Rewrite everything from the line containing "Where can the single-story" down to the line containing "point(139, 118)", including the requests, and multiply each coordinate in the answers by 2.1, rounding to the nearest whole number with halves rounded up. Leave all other numbers in these lines, including the format samples in the requests, unchanged.

(Dataset entries)
########

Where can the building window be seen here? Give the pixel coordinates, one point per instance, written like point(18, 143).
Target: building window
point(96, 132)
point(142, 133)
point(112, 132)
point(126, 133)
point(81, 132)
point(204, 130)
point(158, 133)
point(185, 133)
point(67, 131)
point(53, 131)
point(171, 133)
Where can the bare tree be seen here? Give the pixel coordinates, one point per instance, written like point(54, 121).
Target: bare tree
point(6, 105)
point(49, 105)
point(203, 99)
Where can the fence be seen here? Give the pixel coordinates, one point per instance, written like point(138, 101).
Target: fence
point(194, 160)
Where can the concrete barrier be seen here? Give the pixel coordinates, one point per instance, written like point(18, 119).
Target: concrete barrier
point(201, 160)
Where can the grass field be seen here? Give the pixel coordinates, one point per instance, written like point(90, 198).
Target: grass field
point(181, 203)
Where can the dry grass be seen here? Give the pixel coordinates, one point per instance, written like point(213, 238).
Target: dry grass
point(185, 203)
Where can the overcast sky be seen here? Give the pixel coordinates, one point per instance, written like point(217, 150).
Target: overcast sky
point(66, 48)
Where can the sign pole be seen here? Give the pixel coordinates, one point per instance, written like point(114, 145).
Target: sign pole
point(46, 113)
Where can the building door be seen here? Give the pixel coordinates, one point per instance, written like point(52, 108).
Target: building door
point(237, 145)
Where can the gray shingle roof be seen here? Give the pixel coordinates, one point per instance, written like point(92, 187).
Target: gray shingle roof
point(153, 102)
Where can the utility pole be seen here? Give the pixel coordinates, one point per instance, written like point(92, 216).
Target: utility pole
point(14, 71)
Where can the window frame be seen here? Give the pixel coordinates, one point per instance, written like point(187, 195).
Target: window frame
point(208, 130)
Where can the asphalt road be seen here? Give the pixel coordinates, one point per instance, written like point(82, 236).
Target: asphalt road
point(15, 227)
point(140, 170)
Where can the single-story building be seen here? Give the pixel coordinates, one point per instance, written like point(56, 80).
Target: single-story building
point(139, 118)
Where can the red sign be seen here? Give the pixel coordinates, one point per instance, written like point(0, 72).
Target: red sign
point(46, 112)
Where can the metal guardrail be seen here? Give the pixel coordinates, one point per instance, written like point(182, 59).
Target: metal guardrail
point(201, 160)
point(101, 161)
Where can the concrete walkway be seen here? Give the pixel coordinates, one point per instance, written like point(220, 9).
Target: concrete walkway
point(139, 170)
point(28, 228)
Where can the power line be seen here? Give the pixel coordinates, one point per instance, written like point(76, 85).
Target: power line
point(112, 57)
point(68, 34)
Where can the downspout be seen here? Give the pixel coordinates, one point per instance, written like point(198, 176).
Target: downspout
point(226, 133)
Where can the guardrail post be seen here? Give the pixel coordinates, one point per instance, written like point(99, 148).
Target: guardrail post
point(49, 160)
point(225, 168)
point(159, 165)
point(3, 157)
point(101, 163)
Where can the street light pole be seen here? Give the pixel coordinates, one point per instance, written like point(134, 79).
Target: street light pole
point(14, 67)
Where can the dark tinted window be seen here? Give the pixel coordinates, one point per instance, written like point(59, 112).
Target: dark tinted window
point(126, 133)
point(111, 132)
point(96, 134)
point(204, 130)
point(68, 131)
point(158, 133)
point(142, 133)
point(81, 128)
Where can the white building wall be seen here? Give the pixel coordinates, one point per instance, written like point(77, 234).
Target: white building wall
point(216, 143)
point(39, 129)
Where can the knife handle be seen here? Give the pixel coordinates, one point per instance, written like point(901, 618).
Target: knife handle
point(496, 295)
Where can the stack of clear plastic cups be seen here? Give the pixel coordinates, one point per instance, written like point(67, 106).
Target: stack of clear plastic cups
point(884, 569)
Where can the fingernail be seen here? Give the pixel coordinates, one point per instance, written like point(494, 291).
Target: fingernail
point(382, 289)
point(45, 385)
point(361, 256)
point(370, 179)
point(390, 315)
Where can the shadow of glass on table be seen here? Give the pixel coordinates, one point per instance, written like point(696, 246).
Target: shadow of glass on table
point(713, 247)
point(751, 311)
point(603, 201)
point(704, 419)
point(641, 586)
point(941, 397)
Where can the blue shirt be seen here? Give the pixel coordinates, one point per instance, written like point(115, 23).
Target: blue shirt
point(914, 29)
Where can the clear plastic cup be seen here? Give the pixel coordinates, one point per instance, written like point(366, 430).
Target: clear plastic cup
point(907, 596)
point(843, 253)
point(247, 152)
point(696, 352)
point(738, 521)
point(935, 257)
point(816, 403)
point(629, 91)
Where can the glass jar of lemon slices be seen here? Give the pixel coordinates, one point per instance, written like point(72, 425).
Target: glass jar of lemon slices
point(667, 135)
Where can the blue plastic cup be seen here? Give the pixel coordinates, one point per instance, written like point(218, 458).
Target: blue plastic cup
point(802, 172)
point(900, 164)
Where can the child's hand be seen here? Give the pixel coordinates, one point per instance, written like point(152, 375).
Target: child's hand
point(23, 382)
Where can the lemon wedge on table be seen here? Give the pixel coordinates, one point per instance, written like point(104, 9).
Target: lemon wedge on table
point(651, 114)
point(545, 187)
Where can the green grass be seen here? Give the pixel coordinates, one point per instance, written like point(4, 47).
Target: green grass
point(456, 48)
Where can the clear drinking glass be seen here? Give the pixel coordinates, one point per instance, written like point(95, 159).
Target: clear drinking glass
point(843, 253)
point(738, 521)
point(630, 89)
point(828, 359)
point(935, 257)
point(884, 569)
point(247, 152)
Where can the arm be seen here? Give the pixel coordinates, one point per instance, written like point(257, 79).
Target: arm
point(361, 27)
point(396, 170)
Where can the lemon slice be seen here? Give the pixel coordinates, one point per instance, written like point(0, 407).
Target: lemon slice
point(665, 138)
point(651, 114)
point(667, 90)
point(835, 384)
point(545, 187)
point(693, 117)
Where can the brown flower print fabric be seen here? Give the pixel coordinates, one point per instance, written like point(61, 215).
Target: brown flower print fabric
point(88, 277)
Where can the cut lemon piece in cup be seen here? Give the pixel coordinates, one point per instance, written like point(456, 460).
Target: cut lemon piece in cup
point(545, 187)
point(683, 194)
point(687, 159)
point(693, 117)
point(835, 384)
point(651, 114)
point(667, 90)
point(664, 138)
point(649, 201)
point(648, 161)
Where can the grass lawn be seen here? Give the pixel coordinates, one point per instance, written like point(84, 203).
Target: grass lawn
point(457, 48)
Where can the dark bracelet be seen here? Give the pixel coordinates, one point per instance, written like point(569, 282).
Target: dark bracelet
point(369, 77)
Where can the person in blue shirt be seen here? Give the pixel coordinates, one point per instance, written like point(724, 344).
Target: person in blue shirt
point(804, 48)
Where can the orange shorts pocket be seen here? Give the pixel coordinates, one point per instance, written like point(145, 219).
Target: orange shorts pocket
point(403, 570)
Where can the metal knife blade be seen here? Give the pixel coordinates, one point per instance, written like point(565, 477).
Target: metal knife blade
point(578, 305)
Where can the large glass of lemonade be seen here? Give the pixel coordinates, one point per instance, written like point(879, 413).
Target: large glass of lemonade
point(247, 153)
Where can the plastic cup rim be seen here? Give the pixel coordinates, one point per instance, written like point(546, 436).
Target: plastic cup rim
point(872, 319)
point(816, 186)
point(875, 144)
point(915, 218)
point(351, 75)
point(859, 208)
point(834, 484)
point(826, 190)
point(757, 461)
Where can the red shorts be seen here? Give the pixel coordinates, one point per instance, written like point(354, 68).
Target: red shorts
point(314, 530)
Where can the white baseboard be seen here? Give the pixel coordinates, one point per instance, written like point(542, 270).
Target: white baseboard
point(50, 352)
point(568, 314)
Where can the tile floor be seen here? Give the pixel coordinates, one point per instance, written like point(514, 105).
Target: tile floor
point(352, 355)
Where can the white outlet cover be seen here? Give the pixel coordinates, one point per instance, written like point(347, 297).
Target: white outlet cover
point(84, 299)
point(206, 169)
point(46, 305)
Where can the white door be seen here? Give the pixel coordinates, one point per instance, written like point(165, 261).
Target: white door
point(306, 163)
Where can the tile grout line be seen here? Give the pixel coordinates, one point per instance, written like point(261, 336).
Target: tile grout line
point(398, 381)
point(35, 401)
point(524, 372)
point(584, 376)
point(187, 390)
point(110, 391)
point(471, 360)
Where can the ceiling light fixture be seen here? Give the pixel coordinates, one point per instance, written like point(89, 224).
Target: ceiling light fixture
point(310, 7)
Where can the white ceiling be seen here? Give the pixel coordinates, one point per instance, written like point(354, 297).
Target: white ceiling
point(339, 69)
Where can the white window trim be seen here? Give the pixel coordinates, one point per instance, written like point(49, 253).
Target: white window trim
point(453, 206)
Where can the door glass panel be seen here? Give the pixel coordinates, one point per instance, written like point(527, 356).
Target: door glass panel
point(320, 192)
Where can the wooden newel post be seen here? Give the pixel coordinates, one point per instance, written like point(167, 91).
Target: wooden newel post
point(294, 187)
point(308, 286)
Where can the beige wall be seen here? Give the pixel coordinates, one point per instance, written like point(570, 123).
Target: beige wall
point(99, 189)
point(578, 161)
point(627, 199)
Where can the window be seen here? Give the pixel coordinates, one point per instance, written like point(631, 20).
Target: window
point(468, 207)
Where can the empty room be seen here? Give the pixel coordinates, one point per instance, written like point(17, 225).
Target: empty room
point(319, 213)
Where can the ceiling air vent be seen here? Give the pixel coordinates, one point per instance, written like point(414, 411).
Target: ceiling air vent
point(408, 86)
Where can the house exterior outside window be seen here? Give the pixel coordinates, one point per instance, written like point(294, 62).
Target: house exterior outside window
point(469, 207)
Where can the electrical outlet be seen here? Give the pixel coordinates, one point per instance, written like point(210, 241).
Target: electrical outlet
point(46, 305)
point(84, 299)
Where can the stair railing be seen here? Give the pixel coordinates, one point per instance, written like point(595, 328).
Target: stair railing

########

-- The output --
Where can the single-story building be seen here? Give the pixel coordinates, one point per instance, written like point(56, 80).
Target: single-story building
point(292, 248)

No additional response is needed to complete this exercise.